++++ Material for this task ++++
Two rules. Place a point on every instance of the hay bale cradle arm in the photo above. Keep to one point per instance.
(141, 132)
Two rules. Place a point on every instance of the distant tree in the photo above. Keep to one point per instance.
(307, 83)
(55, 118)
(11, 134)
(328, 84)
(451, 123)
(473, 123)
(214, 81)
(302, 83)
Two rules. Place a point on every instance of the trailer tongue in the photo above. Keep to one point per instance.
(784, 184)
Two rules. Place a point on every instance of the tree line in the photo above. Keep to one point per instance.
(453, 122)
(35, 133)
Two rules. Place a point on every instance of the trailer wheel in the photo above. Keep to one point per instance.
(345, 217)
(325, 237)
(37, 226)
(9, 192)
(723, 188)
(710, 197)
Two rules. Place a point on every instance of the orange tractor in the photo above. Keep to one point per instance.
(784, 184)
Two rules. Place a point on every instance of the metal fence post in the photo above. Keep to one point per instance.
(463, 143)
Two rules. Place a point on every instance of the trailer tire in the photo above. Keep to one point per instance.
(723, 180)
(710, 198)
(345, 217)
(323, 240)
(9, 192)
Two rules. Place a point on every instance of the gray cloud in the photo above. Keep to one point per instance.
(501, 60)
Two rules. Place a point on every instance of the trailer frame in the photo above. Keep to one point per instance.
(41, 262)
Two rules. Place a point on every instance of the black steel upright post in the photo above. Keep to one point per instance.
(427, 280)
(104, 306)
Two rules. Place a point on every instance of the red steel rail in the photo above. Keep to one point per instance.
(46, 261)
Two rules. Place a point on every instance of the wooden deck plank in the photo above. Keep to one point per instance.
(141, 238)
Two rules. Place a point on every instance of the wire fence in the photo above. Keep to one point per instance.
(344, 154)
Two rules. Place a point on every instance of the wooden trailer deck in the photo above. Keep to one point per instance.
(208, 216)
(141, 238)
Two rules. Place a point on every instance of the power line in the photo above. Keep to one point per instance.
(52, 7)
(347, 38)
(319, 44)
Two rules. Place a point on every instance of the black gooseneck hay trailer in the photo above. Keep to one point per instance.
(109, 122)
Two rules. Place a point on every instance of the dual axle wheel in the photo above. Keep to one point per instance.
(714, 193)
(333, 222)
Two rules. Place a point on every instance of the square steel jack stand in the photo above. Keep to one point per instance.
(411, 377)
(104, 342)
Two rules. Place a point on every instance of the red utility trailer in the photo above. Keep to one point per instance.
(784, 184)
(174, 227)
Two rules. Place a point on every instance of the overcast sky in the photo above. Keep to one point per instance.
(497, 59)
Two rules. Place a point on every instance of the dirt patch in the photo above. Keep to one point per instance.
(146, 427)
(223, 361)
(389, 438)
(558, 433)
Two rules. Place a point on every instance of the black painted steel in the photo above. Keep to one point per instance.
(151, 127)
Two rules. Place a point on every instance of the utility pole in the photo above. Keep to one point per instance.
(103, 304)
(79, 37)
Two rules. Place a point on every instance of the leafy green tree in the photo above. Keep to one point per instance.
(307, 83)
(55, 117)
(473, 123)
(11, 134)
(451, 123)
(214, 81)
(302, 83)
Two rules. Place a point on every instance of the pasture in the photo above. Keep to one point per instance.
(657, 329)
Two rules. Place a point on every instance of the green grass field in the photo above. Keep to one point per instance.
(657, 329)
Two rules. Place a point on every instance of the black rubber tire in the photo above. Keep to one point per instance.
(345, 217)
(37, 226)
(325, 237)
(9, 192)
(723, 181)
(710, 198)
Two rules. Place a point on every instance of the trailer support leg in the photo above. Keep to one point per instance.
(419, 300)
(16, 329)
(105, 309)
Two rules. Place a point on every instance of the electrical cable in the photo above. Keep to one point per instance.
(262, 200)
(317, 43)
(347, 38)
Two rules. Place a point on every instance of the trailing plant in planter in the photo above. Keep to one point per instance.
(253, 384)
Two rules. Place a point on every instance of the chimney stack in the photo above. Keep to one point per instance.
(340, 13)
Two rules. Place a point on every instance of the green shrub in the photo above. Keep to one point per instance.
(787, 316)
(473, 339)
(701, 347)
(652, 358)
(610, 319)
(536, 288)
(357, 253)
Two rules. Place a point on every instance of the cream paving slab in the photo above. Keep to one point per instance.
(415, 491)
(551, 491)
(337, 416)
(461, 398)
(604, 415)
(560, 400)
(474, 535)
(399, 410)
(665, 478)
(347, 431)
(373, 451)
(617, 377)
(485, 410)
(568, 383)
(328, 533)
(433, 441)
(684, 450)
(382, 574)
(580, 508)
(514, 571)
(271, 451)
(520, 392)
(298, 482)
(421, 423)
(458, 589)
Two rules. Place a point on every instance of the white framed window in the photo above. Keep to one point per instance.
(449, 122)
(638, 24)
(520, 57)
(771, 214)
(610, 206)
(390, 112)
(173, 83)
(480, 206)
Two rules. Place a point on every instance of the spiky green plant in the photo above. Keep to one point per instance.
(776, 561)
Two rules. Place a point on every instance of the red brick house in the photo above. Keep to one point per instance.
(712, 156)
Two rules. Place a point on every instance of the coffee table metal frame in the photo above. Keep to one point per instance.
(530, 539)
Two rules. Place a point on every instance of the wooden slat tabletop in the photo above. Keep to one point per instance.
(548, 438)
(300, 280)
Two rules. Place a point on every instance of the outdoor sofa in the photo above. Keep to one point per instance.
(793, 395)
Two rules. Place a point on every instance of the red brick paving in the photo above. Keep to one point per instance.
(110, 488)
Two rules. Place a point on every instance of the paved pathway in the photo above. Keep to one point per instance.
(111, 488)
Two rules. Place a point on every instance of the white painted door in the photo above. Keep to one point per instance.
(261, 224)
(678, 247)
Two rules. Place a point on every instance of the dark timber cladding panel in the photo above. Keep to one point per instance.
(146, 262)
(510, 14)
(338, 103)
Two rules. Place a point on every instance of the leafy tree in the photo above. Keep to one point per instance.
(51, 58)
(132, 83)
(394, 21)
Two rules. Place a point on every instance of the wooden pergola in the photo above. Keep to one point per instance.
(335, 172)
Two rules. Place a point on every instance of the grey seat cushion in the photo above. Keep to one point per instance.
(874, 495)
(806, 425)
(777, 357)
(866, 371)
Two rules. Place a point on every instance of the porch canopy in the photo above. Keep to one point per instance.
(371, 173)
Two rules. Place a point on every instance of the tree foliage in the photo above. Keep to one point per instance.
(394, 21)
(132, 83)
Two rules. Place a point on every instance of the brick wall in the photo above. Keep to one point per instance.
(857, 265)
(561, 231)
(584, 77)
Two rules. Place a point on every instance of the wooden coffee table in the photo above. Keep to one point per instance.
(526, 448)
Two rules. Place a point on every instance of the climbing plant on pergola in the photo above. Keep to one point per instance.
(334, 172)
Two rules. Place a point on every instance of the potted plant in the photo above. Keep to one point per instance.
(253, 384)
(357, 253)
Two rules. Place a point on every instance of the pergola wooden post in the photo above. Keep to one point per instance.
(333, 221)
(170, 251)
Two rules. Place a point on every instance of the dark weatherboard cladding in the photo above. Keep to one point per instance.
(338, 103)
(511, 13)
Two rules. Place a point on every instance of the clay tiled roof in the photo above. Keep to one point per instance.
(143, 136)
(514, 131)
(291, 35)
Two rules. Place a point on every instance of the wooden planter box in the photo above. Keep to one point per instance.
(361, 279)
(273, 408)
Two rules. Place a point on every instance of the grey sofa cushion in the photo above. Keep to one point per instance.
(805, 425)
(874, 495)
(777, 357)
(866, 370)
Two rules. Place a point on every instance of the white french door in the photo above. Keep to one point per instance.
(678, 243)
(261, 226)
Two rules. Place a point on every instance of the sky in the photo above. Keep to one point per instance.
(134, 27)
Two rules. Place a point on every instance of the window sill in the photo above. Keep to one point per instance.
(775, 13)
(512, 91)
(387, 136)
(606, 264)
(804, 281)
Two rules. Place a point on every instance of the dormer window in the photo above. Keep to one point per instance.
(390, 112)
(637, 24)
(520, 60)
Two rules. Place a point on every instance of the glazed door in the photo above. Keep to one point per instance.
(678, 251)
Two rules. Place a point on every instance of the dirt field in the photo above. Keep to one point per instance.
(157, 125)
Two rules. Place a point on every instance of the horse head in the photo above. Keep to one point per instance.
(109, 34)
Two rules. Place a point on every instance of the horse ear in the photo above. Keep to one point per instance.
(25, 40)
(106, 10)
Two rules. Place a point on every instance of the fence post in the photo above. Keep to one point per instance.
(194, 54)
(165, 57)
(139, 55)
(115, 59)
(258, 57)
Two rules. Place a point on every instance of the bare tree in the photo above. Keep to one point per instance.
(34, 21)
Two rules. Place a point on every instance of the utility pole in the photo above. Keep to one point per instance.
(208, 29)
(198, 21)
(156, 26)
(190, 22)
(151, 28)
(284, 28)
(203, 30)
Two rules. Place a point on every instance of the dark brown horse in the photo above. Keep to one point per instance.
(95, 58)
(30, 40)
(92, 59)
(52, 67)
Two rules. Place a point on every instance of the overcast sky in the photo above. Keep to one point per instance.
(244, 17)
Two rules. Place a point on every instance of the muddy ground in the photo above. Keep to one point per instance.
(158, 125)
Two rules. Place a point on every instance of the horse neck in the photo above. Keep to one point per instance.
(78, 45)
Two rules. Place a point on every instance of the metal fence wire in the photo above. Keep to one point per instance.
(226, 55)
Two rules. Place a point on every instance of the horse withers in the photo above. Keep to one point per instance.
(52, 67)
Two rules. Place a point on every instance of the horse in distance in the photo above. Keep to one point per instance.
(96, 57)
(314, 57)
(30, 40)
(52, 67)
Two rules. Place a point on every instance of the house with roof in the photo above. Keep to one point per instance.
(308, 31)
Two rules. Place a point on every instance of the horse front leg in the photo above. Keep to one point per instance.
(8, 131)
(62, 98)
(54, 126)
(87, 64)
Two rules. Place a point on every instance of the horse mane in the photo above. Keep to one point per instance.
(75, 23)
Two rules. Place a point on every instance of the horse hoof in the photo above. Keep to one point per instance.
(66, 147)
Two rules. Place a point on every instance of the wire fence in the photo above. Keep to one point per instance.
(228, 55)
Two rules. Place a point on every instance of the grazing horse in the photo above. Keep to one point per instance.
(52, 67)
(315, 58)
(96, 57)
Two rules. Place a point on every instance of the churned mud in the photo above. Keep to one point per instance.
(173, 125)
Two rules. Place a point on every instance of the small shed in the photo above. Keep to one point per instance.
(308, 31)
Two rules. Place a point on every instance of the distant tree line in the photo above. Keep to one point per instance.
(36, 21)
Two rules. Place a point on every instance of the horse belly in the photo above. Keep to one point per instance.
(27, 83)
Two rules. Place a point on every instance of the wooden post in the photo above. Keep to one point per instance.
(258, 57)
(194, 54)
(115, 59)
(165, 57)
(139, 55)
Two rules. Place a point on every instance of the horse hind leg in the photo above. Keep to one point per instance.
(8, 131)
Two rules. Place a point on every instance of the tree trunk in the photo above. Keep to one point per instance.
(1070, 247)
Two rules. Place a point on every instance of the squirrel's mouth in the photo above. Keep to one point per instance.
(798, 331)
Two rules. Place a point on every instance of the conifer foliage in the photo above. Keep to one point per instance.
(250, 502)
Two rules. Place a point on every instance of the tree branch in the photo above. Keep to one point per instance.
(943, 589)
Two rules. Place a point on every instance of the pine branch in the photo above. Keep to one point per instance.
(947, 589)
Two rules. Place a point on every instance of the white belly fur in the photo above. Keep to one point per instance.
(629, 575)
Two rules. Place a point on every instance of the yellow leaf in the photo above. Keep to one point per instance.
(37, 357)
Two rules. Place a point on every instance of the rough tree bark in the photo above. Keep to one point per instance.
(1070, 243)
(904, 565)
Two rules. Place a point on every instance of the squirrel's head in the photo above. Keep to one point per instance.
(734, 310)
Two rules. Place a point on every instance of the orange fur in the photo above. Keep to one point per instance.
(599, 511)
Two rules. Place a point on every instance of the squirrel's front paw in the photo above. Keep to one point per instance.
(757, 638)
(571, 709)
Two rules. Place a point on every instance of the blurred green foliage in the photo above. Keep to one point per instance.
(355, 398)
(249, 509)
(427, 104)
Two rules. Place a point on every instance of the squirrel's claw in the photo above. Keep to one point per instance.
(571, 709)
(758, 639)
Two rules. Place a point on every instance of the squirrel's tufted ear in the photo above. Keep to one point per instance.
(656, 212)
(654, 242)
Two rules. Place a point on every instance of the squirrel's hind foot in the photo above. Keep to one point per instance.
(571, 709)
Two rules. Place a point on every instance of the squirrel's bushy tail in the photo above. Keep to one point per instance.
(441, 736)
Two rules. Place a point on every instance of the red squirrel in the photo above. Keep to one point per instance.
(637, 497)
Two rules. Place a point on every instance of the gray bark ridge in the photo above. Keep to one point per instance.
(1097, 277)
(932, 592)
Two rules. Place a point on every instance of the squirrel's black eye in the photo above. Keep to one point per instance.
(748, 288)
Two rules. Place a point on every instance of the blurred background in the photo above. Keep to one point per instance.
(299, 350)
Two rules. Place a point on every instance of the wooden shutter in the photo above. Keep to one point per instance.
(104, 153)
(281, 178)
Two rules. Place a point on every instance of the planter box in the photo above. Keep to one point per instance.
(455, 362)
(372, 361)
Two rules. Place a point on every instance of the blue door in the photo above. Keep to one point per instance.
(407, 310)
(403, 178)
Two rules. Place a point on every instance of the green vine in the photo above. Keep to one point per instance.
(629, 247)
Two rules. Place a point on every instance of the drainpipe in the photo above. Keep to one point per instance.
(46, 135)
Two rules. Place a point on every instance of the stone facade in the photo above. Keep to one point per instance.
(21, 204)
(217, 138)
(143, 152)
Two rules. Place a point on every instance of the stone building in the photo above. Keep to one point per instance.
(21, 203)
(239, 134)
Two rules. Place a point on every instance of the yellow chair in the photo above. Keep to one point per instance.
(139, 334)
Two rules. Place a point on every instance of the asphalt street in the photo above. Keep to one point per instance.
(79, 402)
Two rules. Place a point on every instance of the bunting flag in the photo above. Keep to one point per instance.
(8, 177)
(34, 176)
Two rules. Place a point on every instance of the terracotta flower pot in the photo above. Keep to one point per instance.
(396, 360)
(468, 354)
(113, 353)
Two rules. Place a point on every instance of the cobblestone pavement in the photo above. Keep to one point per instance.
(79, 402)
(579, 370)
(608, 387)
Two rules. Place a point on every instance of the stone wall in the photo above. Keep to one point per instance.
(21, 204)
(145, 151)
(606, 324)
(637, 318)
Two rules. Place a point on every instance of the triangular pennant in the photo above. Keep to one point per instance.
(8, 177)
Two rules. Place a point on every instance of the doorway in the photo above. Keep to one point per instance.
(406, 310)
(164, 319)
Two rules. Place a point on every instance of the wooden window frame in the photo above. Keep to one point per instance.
++++
## What is expected
Give again, word for word, every line from the one holding "the green vine" to the end of the data.

## Complete response
Two rules. Place a point on every instance of the green vine in the photo above. Keep to one point per instance.
(629, 247)
Two rules. Place a point on every instance of the drainpipe in the photo above. Keep to one point per instance.
(46, 135)
Two rules. Place a point on every instance of the stone facade in the photo above. Keep to one point per instance.
(21, 204)
(217, 138)
(143, 152)
Two rules. Place a point on every instance of the stone building in the photo above. Keep to one point per instance.
(21, 203)
(239, 134)
Two rules. Place a point on every instance of the yellow chair in the photo above. Keep to one point per instance.
(139, 334)
Two rules. Place a point on every instance of the asphalt street in the photo above. Keep to one point per instance.
(79, 402)
Two rules. Place a point on every instance of the bunting flag in the photo above. Keep to one point per instance.
(8, 177)
(34, 176)
Two rules. Place a point on every instance of the terracotta flower pot in the photo above. Keep to one point per instance.
(396, 360)
(468, 354)
(113, 353)
Two rules. Place a point on every instance of the cobblestone pavement in the photo above. Keep to one point per instance.
(79, 402)
(579, 370)
(608, 387)
Two rules. Place a point on every instance of the stone wall in the photo above. Keep to one point per instance.
(21, 204)
(145, 151)
(606, 324)
(637, 318)
Two rules. Place a point on every instance of the triangular pennant in the photo above. Keep to one point per instance.
(8, 177)
Two rules. Place a point on every instance of the doorway in the photo above. Keep to one point per instance.
(406, 310)
(164, 319)
Two rules. Place a point on every instance of the wooden window frame in the photo above. Keep to one point per instance.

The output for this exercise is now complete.